▶ [Dataset extract]
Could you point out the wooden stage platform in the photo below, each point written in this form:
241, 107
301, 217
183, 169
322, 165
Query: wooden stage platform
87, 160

▶ [Exercise directions]
From the first line down to the last, give the records again exactly.

▶ [Answer area]
Could you point out the wooden stage platform in the photo below, each point written in this form:
241, 107
301, 217
183, 169
322, 165
Query: wooden stage platform
87, 160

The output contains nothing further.